**EXERCISE AIM**: The lines to extract start at the one containing "the tree-covered slope." and end with the last line; give them exactly and nothing more.
* * *
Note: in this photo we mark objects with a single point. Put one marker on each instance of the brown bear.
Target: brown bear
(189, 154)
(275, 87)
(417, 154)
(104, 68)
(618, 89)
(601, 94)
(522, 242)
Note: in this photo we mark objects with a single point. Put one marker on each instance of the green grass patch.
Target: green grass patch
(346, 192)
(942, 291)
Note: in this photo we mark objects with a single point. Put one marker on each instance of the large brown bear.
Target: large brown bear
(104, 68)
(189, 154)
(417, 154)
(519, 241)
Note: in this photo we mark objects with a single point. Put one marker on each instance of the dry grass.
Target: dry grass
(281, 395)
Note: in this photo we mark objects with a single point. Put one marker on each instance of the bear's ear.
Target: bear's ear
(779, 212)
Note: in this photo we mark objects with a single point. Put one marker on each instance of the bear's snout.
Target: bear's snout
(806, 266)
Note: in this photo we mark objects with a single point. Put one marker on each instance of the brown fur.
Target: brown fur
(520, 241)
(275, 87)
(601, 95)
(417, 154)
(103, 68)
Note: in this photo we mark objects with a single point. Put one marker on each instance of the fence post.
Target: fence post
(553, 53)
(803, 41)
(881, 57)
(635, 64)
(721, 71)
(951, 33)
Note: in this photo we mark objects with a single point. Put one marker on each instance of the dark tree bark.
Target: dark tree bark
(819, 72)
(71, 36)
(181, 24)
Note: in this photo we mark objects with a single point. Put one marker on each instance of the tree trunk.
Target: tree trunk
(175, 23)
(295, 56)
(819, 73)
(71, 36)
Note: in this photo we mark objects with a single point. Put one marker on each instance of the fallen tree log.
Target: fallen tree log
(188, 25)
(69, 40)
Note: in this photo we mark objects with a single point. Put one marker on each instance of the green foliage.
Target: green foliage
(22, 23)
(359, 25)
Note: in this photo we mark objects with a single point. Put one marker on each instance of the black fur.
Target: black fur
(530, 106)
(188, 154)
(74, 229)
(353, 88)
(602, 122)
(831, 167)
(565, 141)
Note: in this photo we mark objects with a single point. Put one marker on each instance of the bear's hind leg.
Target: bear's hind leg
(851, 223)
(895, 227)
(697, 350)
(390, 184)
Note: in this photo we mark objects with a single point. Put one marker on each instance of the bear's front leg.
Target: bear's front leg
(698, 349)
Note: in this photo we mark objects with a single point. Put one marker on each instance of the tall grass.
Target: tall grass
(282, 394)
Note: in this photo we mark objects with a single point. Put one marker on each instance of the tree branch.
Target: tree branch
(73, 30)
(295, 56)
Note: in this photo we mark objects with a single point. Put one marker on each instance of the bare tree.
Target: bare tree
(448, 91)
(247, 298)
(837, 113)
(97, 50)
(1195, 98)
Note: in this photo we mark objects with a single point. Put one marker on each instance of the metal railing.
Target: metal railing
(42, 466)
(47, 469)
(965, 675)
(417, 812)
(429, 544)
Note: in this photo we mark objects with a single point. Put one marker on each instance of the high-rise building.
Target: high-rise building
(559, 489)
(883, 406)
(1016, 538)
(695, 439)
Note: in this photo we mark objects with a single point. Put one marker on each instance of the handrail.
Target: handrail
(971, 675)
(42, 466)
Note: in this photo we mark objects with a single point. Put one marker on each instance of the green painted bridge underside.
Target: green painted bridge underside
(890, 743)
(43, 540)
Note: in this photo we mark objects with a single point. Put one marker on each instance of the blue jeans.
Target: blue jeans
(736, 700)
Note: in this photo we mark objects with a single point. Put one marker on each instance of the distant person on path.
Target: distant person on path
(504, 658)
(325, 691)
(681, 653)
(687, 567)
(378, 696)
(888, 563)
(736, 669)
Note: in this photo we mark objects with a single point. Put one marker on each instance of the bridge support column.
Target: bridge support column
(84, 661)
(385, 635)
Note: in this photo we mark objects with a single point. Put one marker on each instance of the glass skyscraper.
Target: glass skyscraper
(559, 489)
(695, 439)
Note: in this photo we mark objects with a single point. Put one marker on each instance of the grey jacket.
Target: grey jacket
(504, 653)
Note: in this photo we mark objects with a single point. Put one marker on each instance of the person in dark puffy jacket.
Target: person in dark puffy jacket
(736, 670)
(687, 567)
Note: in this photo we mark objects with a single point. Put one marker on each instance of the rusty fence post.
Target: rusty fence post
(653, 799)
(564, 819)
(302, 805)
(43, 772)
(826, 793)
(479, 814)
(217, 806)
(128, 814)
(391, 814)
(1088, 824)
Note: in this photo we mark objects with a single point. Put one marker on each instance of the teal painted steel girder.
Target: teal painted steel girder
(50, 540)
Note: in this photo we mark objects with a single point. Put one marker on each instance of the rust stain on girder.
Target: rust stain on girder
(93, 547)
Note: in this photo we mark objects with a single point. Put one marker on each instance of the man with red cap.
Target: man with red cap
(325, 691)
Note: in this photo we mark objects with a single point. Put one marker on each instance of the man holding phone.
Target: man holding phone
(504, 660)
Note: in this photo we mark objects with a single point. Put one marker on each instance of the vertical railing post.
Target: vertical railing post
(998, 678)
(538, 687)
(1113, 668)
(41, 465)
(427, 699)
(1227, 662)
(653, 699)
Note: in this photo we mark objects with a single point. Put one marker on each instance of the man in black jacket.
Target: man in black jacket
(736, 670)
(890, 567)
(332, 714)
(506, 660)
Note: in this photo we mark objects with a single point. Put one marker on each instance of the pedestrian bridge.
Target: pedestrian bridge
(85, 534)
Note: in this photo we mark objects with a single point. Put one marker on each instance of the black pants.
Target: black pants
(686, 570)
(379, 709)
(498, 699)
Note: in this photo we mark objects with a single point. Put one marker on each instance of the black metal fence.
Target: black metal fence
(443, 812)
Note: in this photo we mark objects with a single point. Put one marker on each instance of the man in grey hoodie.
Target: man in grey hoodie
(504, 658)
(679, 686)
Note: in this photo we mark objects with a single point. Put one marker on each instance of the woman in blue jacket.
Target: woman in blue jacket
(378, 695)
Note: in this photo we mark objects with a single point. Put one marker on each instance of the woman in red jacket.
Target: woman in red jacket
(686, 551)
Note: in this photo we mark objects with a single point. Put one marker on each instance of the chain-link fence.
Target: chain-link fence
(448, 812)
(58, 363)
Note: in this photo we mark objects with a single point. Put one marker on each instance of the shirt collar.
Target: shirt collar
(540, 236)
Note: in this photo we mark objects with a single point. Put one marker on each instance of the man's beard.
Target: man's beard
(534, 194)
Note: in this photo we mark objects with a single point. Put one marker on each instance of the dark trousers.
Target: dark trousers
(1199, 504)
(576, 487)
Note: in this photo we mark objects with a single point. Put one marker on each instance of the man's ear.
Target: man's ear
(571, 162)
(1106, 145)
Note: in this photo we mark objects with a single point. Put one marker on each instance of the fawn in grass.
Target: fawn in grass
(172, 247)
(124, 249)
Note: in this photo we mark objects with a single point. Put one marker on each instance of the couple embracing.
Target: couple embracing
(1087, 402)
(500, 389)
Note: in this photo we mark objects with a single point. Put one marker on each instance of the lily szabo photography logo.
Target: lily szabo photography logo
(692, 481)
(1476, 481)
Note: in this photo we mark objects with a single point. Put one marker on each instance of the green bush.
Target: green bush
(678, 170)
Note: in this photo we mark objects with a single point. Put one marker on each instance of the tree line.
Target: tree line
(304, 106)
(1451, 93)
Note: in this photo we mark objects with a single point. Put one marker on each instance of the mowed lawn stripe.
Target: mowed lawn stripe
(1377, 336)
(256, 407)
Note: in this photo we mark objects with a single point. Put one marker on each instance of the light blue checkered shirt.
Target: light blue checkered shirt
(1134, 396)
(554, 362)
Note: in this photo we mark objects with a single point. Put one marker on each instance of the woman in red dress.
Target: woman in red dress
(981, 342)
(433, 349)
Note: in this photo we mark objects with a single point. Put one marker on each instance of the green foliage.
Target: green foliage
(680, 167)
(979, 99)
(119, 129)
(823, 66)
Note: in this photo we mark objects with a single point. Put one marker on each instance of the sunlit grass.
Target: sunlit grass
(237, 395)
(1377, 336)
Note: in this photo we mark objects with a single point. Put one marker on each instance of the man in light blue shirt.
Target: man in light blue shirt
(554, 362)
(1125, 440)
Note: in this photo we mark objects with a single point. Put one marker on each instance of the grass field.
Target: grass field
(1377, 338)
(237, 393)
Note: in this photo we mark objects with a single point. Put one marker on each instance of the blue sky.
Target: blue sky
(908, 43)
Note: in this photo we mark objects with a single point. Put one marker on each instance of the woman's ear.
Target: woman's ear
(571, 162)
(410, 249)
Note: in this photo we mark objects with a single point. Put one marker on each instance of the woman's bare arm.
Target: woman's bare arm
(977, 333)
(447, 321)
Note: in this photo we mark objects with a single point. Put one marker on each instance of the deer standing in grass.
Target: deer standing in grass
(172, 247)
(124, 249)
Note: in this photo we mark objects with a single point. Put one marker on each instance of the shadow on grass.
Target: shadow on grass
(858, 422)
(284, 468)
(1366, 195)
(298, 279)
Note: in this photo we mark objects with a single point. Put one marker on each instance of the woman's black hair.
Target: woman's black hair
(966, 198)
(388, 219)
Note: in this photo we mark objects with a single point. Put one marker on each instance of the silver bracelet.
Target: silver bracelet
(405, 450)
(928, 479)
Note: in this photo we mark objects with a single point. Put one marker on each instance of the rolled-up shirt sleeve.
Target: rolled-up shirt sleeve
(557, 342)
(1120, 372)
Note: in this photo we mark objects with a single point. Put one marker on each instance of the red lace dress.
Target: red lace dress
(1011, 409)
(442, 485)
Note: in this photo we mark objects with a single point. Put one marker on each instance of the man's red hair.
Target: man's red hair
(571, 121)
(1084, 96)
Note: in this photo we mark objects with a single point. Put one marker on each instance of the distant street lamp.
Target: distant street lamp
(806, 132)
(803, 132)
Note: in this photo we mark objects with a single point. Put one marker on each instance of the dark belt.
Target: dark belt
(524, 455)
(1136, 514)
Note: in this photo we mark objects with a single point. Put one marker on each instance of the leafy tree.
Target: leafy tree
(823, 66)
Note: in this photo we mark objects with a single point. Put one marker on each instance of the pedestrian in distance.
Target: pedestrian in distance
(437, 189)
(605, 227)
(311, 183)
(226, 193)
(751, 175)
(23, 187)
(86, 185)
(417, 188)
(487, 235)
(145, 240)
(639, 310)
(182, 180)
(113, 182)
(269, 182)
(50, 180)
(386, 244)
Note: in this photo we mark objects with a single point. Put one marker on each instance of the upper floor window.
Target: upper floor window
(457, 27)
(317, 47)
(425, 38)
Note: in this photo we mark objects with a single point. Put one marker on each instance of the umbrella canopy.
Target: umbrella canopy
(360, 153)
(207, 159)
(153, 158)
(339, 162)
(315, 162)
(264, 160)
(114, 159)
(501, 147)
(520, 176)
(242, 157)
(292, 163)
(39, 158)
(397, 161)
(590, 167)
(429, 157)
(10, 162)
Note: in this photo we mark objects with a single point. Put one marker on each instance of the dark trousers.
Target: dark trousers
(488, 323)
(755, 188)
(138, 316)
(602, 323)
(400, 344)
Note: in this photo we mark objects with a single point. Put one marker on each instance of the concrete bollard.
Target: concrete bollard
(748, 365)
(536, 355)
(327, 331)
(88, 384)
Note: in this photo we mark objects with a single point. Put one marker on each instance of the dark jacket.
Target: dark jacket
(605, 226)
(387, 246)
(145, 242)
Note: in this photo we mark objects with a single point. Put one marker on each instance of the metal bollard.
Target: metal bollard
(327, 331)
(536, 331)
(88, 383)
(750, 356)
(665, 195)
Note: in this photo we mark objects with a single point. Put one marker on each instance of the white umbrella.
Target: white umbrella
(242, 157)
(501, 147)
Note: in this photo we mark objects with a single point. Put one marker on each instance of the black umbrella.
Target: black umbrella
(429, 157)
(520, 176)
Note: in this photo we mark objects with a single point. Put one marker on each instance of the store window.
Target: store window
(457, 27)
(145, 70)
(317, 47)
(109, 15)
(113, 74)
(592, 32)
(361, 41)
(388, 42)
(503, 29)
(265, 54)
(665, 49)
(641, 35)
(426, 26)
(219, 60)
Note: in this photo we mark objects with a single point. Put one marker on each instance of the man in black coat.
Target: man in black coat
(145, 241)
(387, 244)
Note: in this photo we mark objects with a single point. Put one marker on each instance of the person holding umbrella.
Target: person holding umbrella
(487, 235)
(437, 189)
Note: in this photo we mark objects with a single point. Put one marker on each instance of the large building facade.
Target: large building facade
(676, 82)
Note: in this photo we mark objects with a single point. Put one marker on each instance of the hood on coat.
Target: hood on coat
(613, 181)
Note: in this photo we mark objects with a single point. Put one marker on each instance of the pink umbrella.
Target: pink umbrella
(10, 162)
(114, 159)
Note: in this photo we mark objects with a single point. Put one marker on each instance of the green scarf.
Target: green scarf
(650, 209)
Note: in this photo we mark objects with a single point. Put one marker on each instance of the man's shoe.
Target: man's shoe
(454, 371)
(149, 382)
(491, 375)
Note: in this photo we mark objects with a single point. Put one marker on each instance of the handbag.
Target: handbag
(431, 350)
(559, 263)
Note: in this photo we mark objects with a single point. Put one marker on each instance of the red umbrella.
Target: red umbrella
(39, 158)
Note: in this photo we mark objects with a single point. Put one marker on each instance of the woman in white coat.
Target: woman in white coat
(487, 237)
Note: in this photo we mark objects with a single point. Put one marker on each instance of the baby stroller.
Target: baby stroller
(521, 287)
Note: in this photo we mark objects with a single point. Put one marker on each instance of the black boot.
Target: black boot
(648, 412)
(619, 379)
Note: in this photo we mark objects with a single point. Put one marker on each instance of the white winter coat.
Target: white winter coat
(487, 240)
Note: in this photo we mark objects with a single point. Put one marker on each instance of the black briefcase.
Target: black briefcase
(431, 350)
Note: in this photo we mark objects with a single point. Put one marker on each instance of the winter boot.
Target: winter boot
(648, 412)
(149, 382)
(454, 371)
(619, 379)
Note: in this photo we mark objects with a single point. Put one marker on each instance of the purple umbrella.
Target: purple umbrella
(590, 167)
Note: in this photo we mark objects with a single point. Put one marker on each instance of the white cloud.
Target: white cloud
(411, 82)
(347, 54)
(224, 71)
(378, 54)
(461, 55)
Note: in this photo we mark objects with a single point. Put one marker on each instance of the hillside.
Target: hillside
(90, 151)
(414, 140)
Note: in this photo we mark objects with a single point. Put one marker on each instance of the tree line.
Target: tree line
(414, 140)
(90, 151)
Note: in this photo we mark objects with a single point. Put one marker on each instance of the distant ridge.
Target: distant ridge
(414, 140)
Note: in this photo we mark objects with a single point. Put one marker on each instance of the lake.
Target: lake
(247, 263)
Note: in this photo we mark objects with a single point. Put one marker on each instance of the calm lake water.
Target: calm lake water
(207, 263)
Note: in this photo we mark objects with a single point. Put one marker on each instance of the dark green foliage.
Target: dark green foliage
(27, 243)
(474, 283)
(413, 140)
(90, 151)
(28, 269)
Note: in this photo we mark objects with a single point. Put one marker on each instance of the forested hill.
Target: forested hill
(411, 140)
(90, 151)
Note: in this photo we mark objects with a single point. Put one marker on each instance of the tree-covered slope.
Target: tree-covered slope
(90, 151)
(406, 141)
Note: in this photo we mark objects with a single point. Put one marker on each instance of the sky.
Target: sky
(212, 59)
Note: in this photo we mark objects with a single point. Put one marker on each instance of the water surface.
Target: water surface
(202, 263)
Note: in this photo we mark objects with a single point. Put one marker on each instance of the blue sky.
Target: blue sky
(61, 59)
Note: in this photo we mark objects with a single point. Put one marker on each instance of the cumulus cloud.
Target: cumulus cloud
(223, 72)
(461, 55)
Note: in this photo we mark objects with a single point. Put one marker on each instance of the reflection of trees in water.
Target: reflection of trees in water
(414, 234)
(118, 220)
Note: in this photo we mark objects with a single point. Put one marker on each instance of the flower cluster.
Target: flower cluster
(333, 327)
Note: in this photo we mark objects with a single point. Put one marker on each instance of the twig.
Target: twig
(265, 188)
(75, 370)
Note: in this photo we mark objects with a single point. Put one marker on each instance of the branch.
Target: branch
* * *
**RESULT OF THIS TASK**:
Note: in this photo we mark objects with a single point. Put one marker on each instance of the tree-covered slope.
Target: tree-covered slope
(90, 151)
(406, 141)
Note: in this photo we mark objects with a single point. Put one marker on each instance of the sky.
Target: sky
(212, 59)
Note: in this photo we mark objects with a single point. Put one marker on each instance of the water surface.
Target: water surface
(202, 263)
Note: in this photo we mark objects with a single point. Put one marker on each instance of the blue sky.
Target: blue sky
(61, 59)
Note: in this photo we mark objects with a single point. Put one marker on each instance of the cumulus cloud.
Target: cumulus cloud
(223, 72)
(461, 55)
Note: in this photo we mark objects with a single point. Put one marker on each instance of the reflection of trees in water.
Target: reflection of trees in water
(414, 234)
(118, 220)
Note: in this photo we mark objects with a single point. Put one marker on each instance of the flower cluster.
Target: flower cluster
(333, 327)
Note: in this photo we mark objects with a single point. Put one marker on each instance of the twig.
Target: twig
(265, 188)
(75, 370)
Note: in this photo we mark objects with a single point. Put one marker on each instance of the branch.
Target: branch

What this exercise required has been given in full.